AIM
Can you present every line below as a Markdown table with the columns Row and Line, numbering each row and omitting any blank lines?

Point annotation data
----------

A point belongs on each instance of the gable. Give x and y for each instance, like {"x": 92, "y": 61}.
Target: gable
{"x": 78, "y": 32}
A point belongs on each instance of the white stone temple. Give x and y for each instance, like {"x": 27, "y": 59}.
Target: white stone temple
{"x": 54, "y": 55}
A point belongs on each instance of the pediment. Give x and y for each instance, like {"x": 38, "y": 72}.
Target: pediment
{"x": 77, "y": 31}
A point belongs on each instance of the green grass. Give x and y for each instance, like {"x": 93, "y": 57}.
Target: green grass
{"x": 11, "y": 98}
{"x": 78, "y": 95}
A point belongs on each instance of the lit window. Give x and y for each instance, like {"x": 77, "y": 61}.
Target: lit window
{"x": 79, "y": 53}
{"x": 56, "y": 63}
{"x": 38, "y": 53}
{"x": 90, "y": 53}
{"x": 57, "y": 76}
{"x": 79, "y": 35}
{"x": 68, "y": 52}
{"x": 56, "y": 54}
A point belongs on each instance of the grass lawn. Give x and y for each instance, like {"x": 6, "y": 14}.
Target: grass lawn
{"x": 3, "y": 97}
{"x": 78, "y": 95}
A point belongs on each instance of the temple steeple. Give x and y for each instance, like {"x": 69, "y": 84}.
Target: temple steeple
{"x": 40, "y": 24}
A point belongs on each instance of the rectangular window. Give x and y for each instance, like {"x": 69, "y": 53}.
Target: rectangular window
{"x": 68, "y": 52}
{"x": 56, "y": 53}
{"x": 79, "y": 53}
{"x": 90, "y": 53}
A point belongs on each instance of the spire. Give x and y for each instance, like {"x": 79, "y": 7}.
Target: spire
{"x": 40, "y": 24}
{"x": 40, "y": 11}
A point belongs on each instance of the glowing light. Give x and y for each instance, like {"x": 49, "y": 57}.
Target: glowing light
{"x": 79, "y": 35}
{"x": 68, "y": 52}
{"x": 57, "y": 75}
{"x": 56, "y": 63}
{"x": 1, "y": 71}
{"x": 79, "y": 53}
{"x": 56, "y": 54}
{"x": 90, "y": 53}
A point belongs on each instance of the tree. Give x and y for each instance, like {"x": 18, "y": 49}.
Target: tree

----------

PROBLEM SOLUTION
| Row | Line |
|---|---|
| 1 | A point belongs on each instance of the gable. Give x and y for each instance, like {"x": 92, "y": 61}. |
| 2 | Target: gable |
| 3 | {"x": 78, "y": 32} |
| 4 | A point belongs on each instance of the white stone temple. Give x and y for each instance, like {"x": 27, "y": 59}. |
| 5 | Target: white stone temple |
| 6 | {"x": 54, "y": 55} |
| 7 | A point belongs on each instance of the pediment. Give x and y for each instance, like {"x": 38, "y": 72}. |
| 8 | Target: pediment |
| 9 | {"x": 77, "y": 31} |
| 10 | A point belongs on each instance of the green grass. Give x and y for each instance, like {"x": 93, "y": 57}. |
| 11 | Target: green grass |
| 12 | {"x": 11, "y": 98} |
| 13 | {"x": 78, "y": 95} |
| 14 | A point belongs on each instance of the lit window. Give x and y for each instance, like {"x": 77, "y": 61}. |
| 15 | Target: lit window |
| 16 | {"x": 79, "y": 53} |
| 17 | {"x": 56, "y": 63} |
| 18 | {"x": 38, "y": 53} |
| 19 | {"x": 90, "y": 53} |
| 20 | {"x": 57, "y": 76} |
| 21 | {"x": 79, "y": 35} |
| 22 | {"x": 68, "y": 52} |
| 23 | {"x": 56, "y": 54} |
| 24 | A point belongs on each instance of the grass lawn. Give x and y for each instance, like {"x": 6, "y": 14}. |
| 25 | Target: grass lawn |
| 26 | {"x": 3, "y": 97} |
| 27 | {"x": 78, "y": 95} |
| 28 | A point belongs on each instance of the temple steeple. Give x and y for each instance, like {"x": 69, "y": 84}. |
| 29 | Target: temple steeple |
| 30 | {"x": 40, "y": 24} |
| 31 | A point belongs on each instance of the rectangular window. Give x and y for each instance, like {"x": 69, "y": 53}. |
| 32 | Target: rectangular window |
| 33 | {"x": 68, "y": 52} |
| 34 | {"x": 56, "y": 53} |
| 35 | {"x": 79, "y": 53} |
| 36 | {"x": 90, "y": 53} |
| 37 | A point belongs on each instance of the spire. Give x and y for each instance, like {"x": 79, "y": 7}. |
| 38 | Target: spire |
| 39 | {"x": 40, "y": 24} |
| 40 | {"x": 40, "y": 11} |
| 41 | A point belongs on each instance of the glowing light. Give x and y for each instance, like {"x": 49, "y": 57}. |
| 42 | Target: glowing light |
| 43 | {"x": 79, "y": 35} |
| 44 | {"x": 68, "y": 52} |
| 45 | {"x": 57, "y": 75} |
| 46 | {"x": 56, "y": 63} |
| 47 | {"x": 1, "y": 71} |
| 48 | {"x": 79, "y": 53} |
| 49 | {"x": 56, "y": 54} |
| 50 | {"x": 90, "y": 53} |
| 51 | A point belongs on each instance of the tree. Give x and y for each instance, like {"x": 18, "y": 49}. |
| 52 | Target: tree |